### Task to carry out
Swap "window blind" for "window shade" in everything from the line containing "Point out the window blind" down to the end of the lines below, leaving all else unchanged, and give back only those lines.

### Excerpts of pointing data
·····
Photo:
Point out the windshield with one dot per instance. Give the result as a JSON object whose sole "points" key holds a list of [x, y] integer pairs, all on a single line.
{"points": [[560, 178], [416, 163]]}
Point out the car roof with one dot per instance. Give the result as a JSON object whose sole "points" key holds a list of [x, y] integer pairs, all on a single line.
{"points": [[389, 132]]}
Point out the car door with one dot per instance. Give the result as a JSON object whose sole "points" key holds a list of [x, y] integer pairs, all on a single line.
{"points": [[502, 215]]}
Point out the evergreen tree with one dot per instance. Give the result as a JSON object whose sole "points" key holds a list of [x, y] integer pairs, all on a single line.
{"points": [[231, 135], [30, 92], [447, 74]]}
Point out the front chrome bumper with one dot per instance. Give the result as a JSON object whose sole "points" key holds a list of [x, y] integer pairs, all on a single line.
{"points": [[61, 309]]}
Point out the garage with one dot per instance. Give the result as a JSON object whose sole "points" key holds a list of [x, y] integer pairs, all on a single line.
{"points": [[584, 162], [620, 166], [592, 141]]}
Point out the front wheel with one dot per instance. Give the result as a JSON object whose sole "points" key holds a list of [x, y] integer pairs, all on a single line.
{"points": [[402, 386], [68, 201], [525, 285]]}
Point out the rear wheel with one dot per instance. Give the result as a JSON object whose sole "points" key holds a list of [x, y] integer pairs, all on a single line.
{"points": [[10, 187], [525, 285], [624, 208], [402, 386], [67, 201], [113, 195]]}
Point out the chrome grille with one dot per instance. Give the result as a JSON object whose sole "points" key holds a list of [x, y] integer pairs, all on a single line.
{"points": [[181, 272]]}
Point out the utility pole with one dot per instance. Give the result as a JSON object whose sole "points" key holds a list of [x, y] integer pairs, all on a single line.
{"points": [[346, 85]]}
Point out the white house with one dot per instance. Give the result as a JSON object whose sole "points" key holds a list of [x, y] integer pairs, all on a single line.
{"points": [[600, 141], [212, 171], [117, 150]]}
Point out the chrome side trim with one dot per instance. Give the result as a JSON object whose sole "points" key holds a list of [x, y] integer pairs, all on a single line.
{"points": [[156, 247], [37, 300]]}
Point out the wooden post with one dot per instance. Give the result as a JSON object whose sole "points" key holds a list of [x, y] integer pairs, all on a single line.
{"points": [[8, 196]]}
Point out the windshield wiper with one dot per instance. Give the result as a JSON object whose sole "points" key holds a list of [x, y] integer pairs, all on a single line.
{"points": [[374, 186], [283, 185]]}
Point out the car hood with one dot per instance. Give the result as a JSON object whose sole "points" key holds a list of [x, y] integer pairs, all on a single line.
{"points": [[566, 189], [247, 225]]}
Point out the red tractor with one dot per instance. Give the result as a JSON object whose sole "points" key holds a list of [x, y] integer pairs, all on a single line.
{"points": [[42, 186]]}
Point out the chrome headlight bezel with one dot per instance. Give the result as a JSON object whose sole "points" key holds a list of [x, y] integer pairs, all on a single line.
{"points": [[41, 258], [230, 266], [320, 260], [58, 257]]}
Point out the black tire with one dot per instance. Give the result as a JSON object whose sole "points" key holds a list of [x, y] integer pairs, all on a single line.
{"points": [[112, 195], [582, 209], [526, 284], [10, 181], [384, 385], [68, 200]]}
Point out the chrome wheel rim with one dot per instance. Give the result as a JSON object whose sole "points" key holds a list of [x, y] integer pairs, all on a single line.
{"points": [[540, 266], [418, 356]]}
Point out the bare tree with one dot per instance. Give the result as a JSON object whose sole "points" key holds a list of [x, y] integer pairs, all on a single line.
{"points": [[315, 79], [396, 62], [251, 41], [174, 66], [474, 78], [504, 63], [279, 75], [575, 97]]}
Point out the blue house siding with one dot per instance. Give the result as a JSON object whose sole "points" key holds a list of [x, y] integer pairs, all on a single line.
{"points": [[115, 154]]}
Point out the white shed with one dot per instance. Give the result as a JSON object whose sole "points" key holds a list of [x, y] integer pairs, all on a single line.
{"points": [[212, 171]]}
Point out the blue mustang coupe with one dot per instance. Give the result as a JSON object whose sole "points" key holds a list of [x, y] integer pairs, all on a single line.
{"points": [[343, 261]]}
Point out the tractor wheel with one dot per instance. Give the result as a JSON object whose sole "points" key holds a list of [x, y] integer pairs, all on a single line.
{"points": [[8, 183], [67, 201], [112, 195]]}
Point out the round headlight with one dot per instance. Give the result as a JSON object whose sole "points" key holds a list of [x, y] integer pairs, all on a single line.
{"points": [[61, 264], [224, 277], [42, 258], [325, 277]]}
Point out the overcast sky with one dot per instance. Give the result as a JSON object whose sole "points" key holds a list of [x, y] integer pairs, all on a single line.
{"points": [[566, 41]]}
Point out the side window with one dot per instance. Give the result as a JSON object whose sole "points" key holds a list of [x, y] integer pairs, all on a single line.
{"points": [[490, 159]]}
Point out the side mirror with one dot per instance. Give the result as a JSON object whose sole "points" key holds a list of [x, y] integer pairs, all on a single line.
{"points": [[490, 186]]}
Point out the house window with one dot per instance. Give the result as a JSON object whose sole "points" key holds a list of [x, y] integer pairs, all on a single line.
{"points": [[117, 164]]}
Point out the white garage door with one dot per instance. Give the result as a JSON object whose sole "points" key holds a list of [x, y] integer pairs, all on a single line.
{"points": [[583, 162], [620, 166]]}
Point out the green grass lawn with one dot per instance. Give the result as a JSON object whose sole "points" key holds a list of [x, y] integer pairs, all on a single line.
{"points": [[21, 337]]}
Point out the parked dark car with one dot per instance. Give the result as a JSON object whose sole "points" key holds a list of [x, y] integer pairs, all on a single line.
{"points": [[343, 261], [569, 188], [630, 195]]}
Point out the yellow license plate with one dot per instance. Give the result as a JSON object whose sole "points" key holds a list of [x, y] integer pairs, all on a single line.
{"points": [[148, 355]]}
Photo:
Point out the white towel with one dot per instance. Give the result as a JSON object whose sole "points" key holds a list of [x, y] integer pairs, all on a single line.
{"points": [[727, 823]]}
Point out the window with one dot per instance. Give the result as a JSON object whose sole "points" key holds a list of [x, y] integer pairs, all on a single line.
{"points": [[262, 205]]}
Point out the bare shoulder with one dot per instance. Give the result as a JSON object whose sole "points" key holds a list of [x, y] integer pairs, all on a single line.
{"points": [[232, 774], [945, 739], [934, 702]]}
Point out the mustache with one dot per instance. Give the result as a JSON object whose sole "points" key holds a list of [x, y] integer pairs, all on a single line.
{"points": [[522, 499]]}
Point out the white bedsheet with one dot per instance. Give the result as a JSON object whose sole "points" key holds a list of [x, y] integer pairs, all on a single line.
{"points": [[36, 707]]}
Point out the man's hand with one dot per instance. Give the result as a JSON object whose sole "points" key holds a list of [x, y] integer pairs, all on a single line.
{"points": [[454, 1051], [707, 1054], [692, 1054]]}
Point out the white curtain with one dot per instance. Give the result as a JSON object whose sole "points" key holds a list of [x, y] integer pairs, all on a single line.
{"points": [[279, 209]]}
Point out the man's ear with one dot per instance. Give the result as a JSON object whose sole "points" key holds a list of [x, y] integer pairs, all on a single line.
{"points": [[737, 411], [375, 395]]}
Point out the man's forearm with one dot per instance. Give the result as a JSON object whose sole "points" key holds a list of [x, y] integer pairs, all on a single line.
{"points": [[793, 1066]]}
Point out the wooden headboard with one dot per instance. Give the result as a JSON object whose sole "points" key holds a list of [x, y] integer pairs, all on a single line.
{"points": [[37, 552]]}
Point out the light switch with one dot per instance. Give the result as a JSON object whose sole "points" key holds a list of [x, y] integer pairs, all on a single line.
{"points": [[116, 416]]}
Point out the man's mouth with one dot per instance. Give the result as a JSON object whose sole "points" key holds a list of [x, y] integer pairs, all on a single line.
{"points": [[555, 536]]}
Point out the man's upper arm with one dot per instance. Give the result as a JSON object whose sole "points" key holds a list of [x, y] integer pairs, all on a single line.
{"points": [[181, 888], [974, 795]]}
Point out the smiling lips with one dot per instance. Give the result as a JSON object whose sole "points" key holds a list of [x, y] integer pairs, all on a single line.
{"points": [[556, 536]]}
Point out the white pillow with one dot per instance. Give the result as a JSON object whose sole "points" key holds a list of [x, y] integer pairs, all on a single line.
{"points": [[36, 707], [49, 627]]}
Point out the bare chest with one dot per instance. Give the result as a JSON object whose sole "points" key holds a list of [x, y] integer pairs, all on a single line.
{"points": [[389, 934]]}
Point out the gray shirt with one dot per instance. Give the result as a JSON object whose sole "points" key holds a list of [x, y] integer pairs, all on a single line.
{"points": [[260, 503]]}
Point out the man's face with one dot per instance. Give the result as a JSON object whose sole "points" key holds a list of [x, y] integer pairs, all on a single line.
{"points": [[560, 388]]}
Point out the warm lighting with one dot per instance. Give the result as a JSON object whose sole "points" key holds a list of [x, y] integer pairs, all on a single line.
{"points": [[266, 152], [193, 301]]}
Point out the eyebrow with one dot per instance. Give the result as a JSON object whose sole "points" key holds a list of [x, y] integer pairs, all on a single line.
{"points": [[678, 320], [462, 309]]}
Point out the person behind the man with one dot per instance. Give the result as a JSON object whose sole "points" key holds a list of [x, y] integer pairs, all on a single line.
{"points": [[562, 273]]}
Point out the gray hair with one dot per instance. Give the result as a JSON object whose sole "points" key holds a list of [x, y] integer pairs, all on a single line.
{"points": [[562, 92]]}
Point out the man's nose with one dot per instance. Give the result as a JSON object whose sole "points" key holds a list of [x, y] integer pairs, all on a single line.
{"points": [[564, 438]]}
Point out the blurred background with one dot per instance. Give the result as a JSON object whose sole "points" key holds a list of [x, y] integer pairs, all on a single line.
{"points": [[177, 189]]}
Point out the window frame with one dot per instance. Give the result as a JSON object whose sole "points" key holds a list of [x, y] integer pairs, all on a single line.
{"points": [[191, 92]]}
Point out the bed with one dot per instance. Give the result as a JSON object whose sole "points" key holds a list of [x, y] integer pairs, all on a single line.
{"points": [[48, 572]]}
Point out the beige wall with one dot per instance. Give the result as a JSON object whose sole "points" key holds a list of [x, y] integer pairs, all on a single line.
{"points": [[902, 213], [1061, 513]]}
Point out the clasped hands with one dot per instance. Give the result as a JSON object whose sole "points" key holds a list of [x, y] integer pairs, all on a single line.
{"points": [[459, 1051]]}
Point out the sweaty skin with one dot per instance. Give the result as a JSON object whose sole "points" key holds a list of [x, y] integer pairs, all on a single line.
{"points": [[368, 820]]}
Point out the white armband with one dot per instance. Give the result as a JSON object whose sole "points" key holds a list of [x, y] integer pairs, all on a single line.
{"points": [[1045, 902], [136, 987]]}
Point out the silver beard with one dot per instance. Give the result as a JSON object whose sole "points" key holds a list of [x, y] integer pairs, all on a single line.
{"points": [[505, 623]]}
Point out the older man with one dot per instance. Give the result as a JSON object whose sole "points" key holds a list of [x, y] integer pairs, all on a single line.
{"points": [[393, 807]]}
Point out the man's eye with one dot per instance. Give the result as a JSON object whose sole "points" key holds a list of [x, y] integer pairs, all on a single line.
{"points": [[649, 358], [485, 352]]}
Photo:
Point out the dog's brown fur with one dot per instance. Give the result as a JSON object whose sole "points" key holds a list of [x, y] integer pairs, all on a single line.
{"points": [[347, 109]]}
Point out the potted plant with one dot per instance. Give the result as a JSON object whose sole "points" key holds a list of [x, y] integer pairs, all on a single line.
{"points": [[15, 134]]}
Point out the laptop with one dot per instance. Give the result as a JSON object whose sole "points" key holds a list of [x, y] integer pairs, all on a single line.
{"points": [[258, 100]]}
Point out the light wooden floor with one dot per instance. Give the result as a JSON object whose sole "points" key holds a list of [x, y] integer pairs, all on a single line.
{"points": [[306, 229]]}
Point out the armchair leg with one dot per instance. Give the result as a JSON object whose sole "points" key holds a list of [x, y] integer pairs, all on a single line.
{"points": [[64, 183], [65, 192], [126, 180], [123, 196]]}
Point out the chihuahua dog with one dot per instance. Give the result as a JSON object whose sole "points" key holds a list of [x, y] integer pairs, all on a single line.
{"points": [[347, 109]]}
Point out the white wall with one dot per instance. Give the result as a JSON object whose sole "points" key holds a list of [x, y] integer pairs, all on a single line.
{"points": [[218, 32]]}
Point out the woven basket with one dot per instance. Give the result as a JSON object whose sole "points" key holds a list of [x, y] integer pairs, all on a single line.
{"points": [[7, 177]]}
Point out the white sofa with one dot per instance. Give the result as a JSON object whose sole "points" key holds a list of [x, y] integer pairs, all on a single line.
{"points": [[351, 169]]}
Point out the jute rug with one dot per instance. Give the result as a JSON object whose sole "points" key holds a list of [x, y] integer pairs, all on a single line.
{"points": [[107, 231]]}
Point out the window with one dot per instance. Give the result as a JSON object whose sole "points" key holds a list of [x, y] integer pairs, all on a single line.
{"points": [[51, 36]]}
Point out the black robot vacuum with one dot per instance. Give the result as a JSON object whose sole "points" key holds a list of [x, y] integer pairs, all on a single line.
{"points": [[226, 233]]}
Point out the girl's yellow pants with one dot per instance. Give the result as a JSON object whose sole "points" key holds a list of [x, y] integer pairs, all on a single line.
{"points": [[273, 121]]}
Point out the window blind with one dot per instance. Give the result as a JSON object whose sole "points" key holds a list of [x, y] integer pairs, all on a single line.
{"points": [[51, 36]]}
·····
### The response
Point out the window shade with one dot per instance. Give the result as a JSON object whose sole "points" key holds a list of [x, y] integer pairs, all on a single line.
{"points": [[51, 36]]}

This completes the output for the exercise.